Written problem 1: Do these statements agree with the trig problem thread below? (a) Kyteland says that sin repeats with a period of 2*pi. (b) Shawn says the stated answer to the problem is -sin x. (c) Schadenfroh reports that the links don't work. Answer yes or no for each and quote the deciding words of the thread.
:: Passage ::
Anyone know how to do this trig problem?

[Schadenfroh]

your links are broke

 

[Shawn]

wtf? you guys killed my school's server.

 

[FrustratedUser]

Originally posted by: Shawn
wtf? you guys killed my school's server.

0wn3d!!

 

[TuxDave]

lol... this is one of those 1 second problems.

 

[Shawn]

Originally posted by: TuxDave
lol... this is one of those 1 second problems.

It says the answer is sin x, but wouldn't it be -sin x since it's an odd function?

 

[Kyteland]

Originally posted by: Shawn

Originally posted by: TuxDave
lol... this is one of those 1 second problems.

It says the answer is sin x, but wouldn't it be -sin x since it's an odd function?

No, sin repeats with a period of 2*pi.
sin(x) = sin(x+2*pi)

This means sin(3*pi-x) = sin(pi-x).

Sin has an inverse with a period of pi.
sin(x) = -sin(x+pi)

This means sin(pi-x) = -sin(-x) = sin(x)

As a secondary proof you can use the addition formula for sin:
sin(x+y) = sin(x)*cos(y)+cos(x)*sin(y)

sin(3*pi-x) = sin(3*pi)*cos(-x)+cos(3*pi)*sin(-x)
= 0*cos(-x)+(-1)*sin(-x)
= -sin(-x)
= sin(x)

 

[StevenYoo]

Originally posted by: Kyteland

Originally posted by: Shawn

Originally posted by: TuxDave
lol... this is one of those 1 second problems.

It says the answer is sin x, but wouldn't it be -sin x since it's an odd function?

No, sin repeats with a period of 2*pi.
sin(x) = sin(x+2*pi)

This means sin(3*pi-x) = sin(pi-x).

Sin has an inverse with a period of pi.
sin(x) = -sin(x+pi)

This means sin(pi-x) = -sin(-x) = sin(x)

As a secondary proof you can use the addition formula for sin:
sin(x+y) = sin(x)*cos(y)+cos(x)*sin(y)

sin(3*pi-x) = sin(3*pi)*cos(-x)+cos(3*pi)*sin(-x)
= 0*cos(-x)+(-1)*sin(-x)
= -sin(-x)
= sin(x)

that's what i was gonna say
:::
:: The records ::
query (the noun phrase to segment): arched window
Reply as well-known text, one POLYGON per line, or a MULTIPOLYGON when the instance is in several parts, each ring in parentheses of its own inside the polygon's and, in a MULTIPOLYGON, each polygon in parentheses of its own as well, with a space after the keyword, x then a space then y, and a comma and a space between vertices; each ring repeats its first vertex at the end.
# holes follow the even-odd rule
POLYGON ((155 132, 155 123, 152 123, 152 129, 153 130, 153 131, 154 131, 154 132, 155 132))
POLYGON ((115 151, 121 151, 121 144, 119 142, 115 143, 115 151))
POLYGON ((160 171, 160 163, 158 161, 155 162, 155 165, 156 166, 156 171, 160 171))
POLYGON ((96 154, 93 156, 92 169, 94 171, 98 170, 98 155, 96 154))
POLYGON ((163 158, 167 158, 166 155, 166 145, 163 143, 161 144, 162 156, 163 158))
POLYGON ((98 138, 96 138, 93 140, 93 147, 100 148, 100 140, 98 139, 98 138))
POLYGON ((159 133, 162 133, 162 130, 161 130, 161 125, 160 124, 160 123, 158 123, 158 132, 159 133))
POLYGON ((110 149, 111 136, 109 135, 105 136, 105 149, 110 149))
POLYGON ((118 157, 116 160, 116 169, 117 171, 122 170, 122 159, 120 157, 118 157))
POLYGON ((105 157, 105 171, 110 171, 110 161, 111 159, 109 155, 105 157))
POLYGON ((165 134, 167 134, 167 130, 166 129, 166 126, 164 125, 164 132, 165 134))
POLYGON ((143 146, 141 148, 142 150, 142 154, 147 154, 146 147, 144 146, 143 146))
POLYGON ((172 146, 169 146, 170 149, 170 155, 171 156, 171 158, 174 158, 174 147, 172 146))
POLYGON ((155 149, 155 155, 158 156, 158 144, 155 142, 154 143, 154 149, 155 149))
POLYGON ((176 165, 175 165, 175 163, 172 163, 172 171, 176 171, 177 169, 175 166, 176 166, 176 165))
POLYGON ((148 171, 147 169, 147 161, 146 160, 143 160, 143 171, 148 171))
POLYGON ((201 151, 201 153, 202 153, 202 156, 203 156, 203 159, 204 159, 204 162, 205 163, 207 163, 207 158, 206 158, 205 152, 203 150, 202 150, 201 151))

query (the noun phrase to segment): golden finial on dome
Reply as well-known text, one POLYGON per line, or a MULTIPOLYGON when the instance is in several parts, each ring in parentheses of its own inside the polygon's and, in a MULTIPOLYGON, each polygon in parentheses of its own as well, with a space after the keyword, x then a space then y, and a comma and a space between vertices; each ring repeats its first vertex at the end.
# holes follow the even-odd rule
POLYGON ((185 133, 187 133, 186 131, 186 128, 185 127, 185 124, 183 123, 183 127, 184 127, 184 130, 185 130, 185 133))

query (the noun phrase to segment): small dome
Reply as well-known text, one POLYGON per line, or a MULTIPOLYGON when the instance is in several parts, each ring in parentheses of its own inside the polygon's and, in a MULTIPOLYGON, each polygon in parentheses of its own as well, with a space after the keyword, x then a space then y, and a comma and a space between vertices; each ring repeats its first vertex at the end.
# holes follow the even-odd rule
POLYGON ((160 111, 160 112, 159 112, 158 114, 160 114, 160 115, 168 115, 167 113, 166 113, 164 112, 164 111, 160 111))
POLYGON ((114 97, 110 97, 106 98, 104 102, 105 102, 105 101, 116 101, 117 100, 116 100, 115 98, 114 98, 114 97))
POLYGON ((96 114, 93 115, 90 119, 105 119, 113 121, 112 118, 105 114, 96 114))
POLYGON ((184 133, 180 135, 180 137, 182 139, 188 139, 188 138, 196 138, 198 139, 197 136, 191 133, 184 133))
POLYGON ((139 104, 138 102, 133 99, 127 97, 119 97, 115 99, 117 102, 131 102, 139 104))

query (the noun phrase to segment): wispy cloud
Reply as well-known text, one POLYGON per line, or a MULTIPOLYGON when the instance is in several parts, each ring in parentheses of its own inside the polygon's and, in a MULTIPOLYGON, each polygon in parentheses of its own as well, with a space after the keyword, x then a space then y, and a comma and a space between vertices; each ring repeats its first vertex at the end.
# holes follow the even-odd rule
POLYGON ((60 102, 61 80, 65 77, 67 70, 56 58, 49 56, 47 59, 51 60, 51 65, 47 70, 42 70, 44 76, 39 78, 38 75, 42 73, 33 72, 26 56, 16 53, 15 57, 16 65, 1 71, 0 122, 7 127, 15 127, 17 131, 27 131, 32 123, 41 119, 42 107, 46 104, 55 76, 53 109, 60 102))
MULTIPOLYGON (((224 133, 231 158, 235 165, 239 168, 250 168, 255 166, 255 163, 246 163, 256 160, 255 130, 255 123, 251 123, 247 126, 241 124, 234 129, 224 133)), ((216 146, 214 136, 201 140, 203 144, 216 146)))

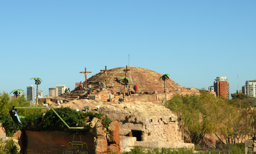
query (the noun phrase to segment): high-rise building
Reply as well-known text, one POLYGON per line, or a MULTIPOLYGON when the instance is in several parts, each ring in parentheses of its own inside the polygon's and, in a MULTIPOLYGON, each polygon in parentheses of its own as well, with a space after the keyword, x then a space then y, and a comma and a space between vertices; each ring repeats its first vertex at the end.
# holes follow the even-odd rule
POLYGON ((245 94, 251 97, 256 97, 256 80, 245 81, 245 94))
POLYGON ((246 87, 245 87, 245 86, 242 86, 242 92, 243 94, 247 95, 246 94, 246 87))
POLYGON ((27 100, 35 101, 35 90, 32 85, 27 87, 27 100))
POLYGON ((75 86, 75 88, 76 88, 77 87, 79 86, 79 84, 80 84, 80 82, 76 82, 76 86, 75 86))
POLYGON ((214 87, 212 86, 208 87, 208 90, 212 92, 214 92, 214 87))
POLYGON ((38 97, 42 98, 43 97, 43 93, 41 90, 38 91, 38 97))
POLYGON ((49 88, 49 96, 55 97, 56 96, 56 88, 49 88))
POLYGON ((229 81, 226 77, 217 77, 214 81, 214 86, 217 96, 229 99, 229 81))
POLYGON ((65 91, 64 84, 58 84, 56 86, 56 96, 59 96, 60 94, 64 93, 65 91))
:::
Written problem 2: How many lines of the records contain the string "phrase"? Reply with the number only.

Task answer 1:
(a) Yes: "No, sin repeats with a period of 2*pi."
(b) No: "It says the answer is sin x, but wouldn't it be -sin x since it's an odd function?"
(c) Yes: "your links are broke"</t1>

Task answer 2: 5